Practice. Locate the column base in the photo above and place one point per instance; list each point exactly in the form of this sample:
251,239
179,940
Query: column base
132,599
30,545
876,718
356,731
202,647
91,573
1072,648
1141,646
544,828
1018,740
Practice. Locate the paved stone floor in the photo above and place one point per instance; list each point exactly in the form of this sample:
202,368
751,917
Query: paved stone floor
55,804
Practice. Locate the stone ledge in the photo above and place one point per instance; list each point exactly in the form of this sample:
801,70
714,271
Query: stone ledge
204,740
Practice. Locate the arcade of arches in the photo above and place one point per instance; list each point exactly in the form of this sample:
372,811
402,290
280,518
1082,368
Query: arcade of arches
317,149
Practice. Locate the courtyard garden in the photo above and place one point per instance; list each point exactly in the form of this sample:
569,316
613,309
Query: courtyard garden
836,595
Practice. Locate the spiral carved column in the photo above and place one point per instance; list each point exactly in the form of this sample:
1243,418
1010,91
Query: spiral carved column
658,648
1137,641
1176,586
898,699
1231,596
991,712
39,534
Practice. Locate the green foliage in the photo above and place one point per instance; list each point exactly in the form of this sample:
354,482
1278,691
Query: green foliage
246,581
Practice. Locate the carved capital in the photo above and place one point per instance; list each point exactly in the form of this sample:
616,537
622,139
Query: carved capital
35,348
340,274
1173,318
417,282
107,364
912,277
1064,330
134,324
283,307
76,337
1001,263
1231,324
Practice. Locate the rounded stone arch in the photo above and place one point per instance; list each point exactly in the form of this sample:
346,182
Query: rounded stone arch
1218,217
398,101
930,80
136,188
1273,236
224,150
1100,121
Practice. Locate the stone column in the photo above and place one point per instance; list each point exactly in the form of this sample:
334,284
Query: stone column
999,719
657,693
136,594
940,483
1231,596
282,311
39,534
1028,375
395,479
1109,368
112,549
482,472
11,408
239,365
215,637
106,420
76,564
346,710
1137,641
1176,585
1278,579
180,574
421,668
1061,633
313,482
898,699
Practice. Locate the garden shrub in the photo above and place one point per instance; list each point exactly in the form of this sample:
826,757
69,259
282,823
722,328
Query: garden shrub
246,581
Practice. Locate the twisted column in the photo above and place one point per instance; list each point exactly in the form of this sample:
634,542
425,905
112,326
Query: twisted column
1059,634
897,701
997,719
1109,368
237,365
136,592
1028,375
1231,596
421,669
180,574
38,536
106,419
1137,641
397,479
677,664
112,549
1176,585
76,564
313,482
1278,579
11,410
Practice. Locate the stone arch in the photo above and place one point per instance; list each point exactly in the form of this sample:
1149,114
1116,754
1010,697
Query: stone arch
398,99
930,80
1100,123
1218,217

· · ·

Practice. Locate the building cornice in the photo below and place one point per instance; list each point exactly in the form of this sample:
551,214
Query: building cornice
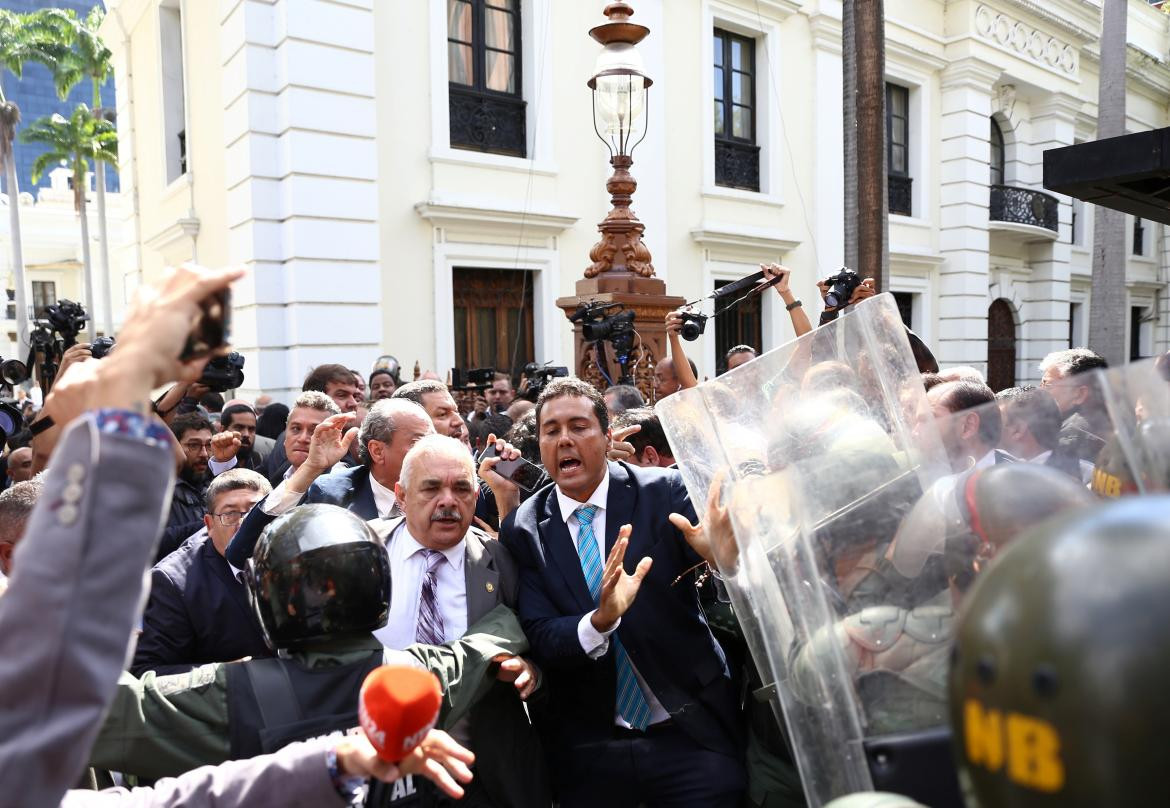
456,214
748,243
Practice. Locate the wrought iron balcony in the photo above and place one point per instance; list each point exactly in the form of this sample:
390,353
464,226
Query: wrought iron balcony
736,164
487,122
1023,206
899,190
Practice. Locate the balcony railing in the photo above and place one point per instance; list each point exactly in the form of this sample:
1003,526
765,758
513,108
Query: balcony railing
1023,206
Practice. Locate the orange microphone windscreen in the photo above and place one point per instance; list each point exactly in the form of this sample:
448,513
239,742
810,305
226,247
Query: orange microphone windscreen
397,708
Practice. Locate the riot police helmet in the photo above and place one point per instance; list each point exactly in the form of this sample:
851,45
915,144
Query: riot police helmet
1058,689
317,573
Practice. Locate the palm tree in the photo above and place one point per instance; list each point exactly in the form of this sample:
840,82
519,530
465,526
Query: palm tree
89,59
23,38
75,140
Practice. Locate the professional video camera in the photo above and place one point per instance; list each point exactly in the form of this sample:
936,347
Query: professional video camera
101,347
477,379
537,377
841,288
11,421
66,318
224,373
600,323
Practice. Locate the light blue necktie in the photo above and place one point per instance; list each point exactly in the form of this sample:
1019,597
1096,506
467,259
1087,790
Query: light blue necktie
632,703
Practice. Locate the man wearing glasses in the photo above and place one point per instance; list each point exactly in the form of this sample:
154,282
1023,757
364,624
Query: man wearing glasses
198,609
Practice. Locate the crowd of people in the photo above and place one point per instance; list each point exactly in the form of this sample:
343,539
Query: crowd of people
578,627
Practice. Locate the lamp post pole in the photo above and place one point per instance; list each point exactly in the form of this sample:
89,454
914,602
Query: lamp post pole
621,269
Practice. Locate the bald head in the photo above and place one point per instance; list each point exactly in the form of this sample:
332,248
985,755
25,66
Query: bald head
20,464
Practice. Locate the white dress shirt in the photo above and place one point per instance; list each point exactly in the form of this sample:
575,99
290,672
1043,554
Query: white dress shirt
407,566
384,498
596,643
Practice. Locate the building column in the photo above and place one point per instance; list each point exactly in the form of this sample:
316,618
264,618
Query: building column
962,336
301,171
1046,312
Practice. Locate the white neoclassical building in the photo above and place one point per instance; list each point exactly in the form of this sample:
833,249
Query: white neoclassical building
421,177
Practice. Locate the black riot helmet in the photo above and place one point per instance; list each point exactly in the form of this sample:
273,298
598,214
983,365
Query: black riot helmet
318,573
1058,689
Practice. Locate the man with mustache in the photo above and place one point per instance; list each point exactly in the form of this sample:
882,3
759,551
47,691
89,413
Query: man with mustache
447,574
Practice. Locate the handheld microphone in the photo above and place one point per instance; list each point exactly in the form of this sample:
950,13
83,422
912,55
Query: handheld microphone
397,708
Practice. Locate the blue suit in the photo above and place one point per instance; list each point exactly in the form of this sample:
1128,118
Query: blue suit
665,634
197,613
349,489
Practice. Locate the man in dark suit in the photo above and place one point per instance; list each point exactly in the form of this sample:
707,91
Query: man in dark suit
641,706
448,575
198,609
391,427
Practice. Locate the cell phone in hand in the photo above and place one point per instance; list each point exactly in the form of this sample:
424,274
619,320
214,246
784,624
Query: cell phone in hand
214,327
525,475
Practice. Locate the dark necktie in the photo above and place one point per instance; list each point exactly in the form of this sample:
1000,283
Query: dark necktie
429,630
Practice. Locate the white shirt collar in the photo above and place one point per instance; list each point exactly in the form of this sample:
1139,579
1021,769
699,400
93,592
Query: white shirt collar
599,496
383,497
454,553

· · ·

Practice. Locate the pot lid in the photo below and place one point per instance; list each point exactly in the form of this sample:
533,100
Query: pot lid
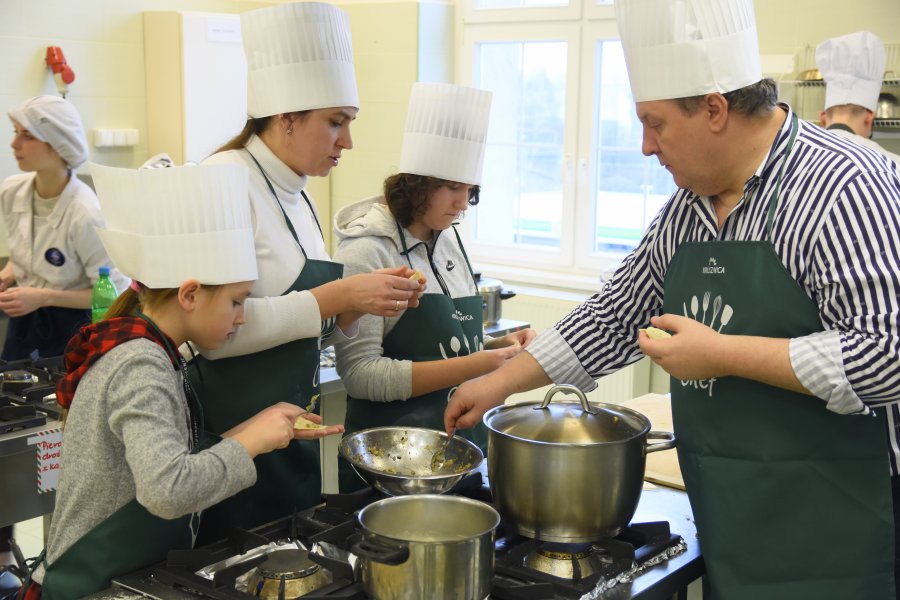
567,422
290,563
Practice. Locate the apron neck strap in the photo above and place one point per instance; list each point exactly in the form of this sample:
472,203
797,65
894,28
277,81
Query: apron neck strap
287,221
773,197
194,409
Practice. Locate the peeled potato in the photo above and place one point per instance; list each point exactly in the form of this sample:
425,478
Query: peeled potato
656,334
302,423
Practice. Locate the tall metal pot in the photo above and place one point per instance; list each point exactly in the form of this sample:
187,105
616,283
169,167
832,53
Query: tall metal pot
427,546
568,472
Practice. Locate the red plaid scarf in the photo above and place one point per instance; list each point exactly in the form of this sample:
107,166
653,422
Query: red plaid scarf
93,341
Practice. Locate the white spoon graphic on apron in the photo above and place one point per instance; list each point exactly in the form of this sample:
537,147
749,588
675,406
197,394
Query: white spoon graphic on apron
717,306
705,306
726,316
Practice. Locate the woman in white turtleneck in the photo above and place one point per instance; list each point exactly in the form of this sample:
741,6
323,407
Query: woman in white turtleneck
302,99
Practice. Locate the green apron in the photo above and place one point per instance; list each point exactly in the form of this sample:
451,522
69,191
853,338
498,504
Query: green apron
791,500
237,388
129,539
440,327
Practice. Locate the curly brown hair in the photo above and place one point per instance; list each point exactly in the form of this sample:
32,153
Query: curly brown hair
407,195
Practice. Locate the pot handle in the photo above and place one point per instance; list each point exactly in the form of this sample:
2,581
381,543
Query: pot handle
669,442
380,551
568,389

· · ·

▶ _Requirements_
Find each row above that contains the word "mustache" and copy those rows. Case counts.

▶ _Task output_
Practice. Locate the man with mustache in the photo above and place one point per instance; list each point exactly in the form of this sample:
Query: man with mustache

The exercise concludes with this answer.